### Aim of the task
Print each line of the listing below word for word, in its original order.
— start Given data —
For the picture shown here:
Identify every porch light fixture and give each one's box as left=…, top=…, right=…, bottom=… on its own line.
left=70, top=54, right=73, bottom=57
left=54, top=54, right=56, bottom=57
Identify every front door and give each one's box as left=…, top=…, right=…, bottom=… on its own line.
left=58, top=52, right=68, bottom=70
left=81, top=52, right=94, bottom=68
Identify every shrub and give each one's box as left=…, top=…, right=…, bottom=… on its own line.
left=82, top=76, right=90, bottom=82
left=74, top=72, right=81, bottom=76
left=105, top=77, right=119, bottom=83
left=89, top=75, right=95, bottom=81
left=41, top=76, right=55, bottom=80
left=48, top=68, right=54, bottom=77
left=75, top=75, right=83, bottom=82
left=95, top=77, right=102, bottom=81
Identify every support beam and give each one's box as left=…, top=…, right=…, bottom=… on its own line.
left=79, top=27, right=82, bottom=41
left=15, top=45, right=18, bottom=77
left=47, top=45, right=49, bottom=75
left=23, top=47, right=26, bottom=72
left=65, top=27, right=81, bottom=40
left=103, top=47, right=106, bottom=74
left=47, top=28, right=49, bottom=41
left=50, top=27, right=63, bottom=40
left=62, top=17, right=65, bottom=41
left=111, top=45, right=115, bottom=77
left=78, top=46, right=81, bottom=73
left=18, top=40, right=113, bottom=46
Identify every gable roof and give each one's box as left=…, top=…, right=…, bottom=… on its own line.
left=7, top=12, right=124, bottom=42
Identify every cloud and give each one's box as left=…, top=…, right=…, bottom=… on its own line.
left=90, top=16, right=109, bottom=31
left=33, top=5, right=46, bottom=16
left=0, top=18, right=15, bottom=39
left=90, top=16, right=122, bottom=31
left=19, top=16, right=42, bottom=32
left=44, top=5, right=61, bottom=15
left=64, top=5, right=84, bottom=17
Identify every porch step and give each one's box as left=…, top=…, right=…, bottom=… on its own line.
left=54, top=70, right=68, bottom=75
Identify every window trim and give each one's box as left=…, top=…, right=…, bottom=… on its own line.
— end Given data —
### Result
For the picture shown here:
Identify every porch light fixture and give each one's box as left=…, top=…, right=…, bottom=… on its own line.
left=70, top=54, right=73, bottom=57
left=54, top=54, right=56, bottom=57
Identify every front door and give each one's box as left=…, top=…, right=…, bottom=… on its own line.
left=58, top=52, right=68, bottom=70
left=81, top=52, right=94, bottom=68
Identify every shrub and give each one's box as left=…, top=…, right=…, bottom=… on its own line.
left=82, top=76, right=90, bottom=82
left=74, top=72, right=81, bottom=76
left=105, top=77, right=119, bottom=83
left=89, top=75, right=95, bottom=81
left=41, top=76, right=55, bottom=80
left=48, top=68, right=54, bottom=77
left=75, top=75, right=83, bottom=82
left=95, top=77, right=102, bottom=81
Identify every support beam and give each one's box as left=…, top=…, right=…, bottom=… on its own line.
left=79, top=27, right=82, bottom=41
left=15, top=45, right=18, bottom=77
left=47, top=45, right=49, bottom=75
left=23, top=47, right=26, bottom=72
left=65, top=27, right=81, bottom=40
left=103, top=47, right=106, bottom=74
left=47, top=28, right=49, bottom=41
left=50, top=27, right=63, bottom=40
left=62, top=17, right=65, bottom=41
left=111, top=45, right=115, bottom=77
left=78, top=46, right=81, bottom=73
left=18, top=40, right=113, bottom=46
Identify every gable roof and give each one's box as left=…, top=…, right=…, bottom=… on its own line.
left=7, top=12, right=124, bottom=42
Identify every cloud and give each one's box as left=…, top=…, right=…, bottom=… on its own line.
left=90, top=16, right=109, bottom=31
left=33, top=5, right=46, bottom=16
left=0, top=18, right=15, bottom=39
left=90, top=16, right=122, bottom=31
left=19, top=16, right=42, bottom=32
left=44, top=5, right=61, bottom=15
left=64, top=5, right=84, bottom=17
Identify every porch step and give each one's box as left=…, top=…, right=…, bottom=… on its own line.
left=54, top=70, right=68, bottom=75
Identify every window trim and give each one's box as left=…, top=…, right=…, bottom=… on its own line.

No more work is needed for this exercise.